> [What to do] Your task is to print the material below exactly as presented.

> [Records from a point labeling set]
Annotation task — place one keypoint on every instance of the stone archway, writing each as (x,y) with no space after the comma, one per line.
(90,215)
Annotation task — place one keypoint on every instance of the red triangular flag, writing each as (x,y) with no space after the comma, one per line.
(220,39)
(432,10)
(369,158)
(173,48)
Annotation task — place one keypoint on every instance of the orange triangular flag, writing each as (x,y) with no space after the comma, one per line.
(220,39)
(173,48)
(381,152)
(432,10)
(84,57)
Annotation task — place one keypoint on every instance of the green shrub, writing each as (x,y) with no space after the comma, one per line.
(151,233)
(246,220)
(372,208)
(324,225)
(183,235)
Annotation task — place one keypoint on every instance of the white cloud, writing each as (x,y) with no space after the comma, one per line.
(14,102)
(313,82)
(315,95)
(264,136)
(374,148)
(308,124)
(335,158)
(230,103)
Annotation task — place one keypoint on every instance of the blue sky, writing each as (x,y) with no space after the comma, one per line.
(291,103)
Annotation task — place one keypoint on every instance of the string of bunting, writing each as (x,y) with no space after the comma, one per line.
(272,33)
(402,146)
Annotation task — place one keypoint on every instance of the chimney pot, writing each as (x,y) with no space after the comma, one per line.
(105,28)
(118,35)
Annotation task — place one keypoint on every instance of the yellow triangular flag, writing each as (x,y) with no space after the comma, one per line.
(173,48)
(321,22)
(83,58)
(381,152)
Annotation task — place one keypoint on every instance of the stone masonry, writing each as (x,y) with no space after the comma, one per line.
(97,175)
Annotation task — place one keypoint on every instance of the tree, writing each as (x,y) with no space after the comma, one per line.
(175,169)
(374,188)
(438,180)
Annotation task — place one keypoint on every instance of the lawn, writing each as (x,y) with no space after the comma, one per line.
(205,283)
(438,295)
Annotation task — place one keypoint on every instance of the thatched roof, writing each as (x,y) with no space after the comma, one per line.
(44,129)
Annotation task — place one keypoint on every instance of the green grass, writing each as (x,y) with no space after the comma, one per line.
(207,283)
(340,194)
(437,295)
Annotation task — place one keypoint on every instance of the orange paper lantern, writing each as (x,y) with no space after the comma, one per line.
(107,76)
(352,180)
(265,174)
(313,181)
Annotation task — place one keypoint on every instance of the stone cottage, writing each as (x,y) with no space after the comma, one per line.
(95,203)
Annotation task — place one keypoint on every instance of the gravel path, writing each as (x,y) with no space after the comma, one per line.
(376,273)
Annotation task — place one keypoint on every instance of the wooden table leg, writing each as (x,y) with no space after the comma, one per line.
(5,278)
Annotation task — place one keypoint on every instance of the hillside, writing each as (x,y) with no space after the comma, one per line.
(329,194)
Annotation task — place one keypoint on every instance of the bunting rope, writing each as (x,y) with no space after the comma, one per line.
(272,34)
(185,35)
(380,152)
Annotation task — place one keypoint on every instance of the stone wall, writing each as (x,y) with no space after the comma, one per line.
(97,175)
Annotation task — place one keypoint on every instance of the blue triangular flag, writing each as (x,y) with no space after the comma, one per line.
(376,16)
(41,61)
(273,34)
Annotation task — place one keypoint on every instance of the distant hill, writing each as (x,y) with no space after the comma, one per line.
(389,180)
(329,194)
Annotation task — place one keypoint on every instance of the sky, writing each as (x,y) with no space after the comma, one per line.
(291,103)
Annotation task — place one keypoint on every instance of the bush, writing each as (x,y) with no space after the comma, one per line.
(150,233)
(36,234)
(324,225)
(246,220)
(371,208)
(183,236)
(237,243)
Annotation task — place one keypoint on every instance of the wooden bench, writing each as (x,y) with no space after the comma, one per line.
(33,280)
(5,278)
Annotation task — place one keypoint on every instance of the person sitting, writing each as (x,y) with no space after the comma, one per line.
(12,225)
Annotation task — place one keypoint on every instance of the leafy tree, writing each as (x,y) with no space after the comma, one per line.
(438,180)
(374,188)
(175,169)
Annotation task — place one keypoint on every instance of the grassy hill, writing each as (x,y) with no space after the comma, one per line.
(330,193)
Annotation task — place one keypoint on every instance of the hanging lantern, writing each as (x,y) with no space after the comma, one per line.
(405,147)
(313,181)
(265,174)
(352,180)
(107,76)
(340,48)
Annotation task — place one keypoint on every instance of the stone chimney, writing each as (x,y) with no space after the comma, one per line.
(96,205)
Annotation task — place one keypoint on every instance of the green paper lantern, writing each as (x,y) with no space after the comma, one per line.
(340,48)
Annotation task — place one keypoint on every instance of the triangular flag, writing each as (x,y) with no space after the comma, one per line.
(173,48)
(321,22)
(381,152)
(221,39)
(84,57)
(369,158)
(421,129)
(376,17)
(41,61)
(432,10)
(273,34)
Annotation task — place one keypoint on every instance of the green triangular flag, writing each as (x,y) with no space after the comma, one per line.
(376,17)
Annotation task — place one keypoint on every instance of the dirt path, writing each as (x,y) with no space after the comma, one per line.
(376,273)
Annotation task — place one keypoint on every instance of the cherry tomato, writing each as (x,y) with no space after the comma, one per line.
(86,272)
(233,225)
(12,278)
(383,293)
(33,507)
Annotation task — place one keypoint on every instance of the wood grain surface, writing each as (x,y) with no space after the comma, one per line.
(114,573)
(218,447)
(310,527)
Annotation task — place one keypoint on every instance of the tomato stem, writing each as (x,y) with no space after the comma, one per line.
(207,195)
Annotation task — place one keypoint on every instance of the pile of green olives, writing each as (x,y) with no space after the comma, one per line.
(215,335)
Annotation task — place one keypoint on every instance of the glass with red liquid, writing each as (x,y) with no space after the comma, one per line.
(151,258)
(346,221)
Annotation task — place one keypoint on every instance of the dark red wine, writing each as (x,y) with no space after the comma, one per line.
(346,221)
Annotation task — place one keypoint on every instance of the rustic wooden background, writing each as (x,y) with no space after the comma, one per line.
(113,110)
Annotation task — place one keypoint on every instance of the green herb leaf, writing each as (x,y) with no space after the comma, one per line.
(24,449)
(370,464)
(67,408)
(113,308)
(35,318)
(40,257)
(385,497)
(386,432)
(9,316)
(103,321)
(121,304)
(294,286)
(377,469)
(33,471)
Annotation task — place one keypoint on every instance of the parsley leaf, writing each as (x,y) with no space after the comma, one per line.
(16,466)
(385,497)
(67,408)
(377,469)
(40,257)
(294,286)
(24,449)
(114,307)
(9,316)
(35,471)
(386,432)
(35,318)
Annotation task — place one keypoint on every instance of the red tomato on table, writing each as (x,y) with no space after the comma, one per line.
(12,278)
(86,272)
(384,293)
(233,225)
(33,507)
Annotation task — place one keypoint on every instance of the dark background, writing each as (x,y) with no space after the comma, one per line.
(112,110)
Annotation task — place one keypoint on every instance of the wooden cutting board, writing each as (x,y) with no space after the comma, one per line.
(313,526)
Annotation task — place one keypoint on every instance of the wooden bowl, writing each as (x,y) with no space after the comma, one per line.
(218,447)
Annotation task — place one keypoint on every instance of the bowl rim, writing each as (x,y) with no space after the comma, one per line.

> [Solution for this task]
Annotation task — place one keypoint on every instance of the stone archway, writing each as (x,y) with no space after the comma, one per line.
(90,215)
Annotation task — place one keypoint on every instance of the red triangular flag, writing each as (x,y) with no space after the comma, one per line.
(220,39)
(432,10)
(369,158)
(173,48)
Annotation task — place one keypoint on every instance of the orange triangular flag, writing each as (x,y) with no space after the comma, one per line.
(220,39)
(173,48)
(381,152)
(432,10)
(84,57)
Annotation task — place one keypoint on every instance of the green shrub, writing each as (x,y) with no space after the comma, one per line.
(151,233)
(246,220)
(372,208)
(324,225)
(183,235)
Annotation task — place one keypoint on every instance of the white cloud, writing each as (x,y) with no space after the comma, one per line.
(14,102)
(313,82)
(315,95)
(264,136)
(374,148)
(308,124)
(335,158)
(230,103)
Annotation task — place one keypoint on every instance of the blue sky, writing each as (x,y) with no space after the comma, one per line.
(291,103)
Annotation task — place one keypoint on every instance of the string of bunting, writing each as (x,y) with no space after the comma, one per line.
(272,33)
(402,146)
Annotation task — place one keypoint on every instance of the chimney pot, writing each as (x,y) with no space after the comma, one per line.
(105,28)
(118,35)
Annotation task — place one keypoint on every instance of the yellow triangular flag, writing each as (x,y) with no space after the comma, one per line.
(173,48)
(321,22)
(83,58)
(381,152)
Annotation task — place one keypoint on every instance of the stone masonry, writing each as (x,y) with no space after the comma, one per line.
(97,175)
Annotation task — place one keypoint on every instance of the tree, writing each as (x,y) with no space after the comma, one per line.
(175,169)
(374,188)
(438,180)
Annotation task — place one keypoint on every instance of the lawn, writing each as (x,y) with no space after the comma, one per line.
(205,283)
(438,295)
Annotation task — place one keypoint on every instance of the thatched roof, writing each as (x,y) with no space after the comma, one per line.
(44,129)
Annotation task — place one keypoint on every instance of the green grass, writing each as (x,y) with no space after the comma, one per line.
(207,283)
(340,194)
(437,295)
Annotation task — place one keypoint on every instance of the orange paper lantern, writing each as (x,y) with no space after the comma, one per line.
(107,76)
(352,180)
(265,174)
(313,181)
Annotation task — place one keypoint on every instance of the stone cottage, writing each as (x,y) with no space after the comma, one per line.
(95,203)
Annotation task — place one keypoint on every instance of the gravel path, writing each as (x,y) with no space after the comma, one per line.
(376,273)
Annotation task — place one keypoint on every instance of the wooden table leg, writing each as (x,y) with no space after the comma, one per line.
(5,278)
Annotation task — place one keypoint on every instance of the hillside, writing each as (x,y) with no space after the comma, one per line.
(329,194)
Annotation task — place one keypoint on every instance of the bunting rope, writing each as (x,y) with no space after the comma, one per line.
(272,34)
(185,35)
(380,152)
Annotation task — place one keypoint on every instance of the stone wall, writing each as (x,y) with no space after the comma, one per line.
(97,175)
Annotation task — place one keypoint on every instance of the blue triangular flag, writing each as (x,y) with no space after the comma, one per line.
(376,16)
(41,61)
(273,34)
Annotation task — place one keypoint on every instance of the distant hill, writing each as (x,y) with no space after the comma, one per line.
(389,180)
(329,194)
Annotation task — place one keypoint on every instance of the sky, writing each as (x,y) with no space after the comma, one per line.
(291,103)
Annotation task — place one keypoint on every instance of the bush, writing each as (x,y) with no space after the comma, one per line.
(150,233)
(36,234)
(324,225)
(246,220)
(371,208)
(183,236)
(237,243)
Annotation task — place one keypoint on every instance of the wooden bench, writing each as (x,y) with no space after the comma, one per line.
(33,280)
(5,278)
Annotation task — place one keypoint on every instance of the person sitting, writing each as (x,y) with no space after the comma, one per line.
(12,225)
Annotation task — place one keypoint on every instance of the leafy tree, writing each as (x,y) with no space after the comma, one per line.
(438,180)
(374,188)
(175,169)
Annotation task — place one keypoint on every instance of the grassy hill, writing each as (x,y) with no space after the comma, one per line.
(330,193)
Annotation task — place one keypoint on every instance of the hanging lantern, writing each as (x,y) with no space after the comma, one per line.
(405,147)
(313,181)
(265,174)
(352,180)
(107,76)
(340,48)
Annotation task — place one keypoint on every instance of the stone chimney, writing each as (x,y) with no space after the comma, one per line.
(96,205)
Annotation task — place one keypoint on every instance of the green paper lantern, writing each as (x,y) with no space after the comma, one per line.
(340,48)
Annotation task — place one keypoint on every instance of the triangular flag, writing each as (x,y) with no space after the comma, one per line.
(173,48)
(321,22)
(381,152)
(221,39)
(84,57)
(369,158)
(421,129)
(376,17)
(41,61)
(432,10)
(273,34)
Annotation task — place one keypoint on every instance of the green triangular flag, writing each as (x,y) with no space after the comma, one per line.
(376,17)
Annotation task — place one keypoint on every instance of the dirt path, writing each as (x,y) with no space after the comma, one per line.
(376,273)
Annotation task — place one keypoint on every instance of the cherry tomato, writing each as (x,y) with no space after the comma, one per line.
(86,272)
(233,225)
(12,278)
(383,293)
(33,507)
Annotation task — place one keypoint on every instance of the wood grain surface, writing each as (x,y) with no space after the comma, one per line.
(114,573)
(218,447)
(310,527)
Annotation task — place one keypoint on every instance of the tomato stem, writing each as (x,y) with no space after the comma, one per line.
(207,195)
Annotation task — place one keypoint on every instance of the pile of green olives, writing each as (x,y) with no space after the comma, one per line.
(215,335)
Annotation task — place one keypoint on every instance of the glass with red liquid, writing each as (x,y) with no space after the comma, one per line.
(151,258)
(346,221)
Annotation task — place one keypoint on every instance of the dark red wine, writing each as (x,y) with no space after the comma, one per line.
(346,221)
Annotation task — place one keypoint on every instance of the rustic wooden background, writing each as (x,y) with no space after the comma, one per line.
(113,110)
Annotation task — place one keypoint on every instance of the green herb leaf, writing each as (x,y) with no space after the comma, one per line.
(24,449)
(370,464)
(67,408)
(113,308)
(35,318)
(40,257)
(385,497)
(386,432)
(9,316)
(103,321)
(121,304)
(294,286)
(377,469)
(33,471)
Annotation task — place one keypoint on every instance of the parsley leaf, writing each as (x,y) with no space after the comma, one per line.
(16,466)
(385,497)
(67,408)
(377,469)
(40,257)
(294,286)
(24,449)
(114,307)
(9,316)
(35,471)
(386,432)
(35,318)
Annotation task — place one keypoint on every instance of the red tomato on table, writing each as (x,y) with no space after the comma, one per line.
(12,278)
(86,272)
(384,293)
(233,225)
(33,507)
Annotation task — place one keypoint on every instance of the dark background, writing each as (x,y) with no space after the comma, one per line.
(112,110)
Annotation task — place one keypoint on every instance of the wooden cutting board, writing each as (x,y) with no space after the comma, one per line.
(313,526)
Annotation task — place one keypoint on every instance of the wooden bowl, writing each as (x,y) with no space after the comma, one per line.
(218,447)
Annotation task — place one keypoint on every instance of the bowl rim, writing each as (x,y) with no space after the comma, one per line.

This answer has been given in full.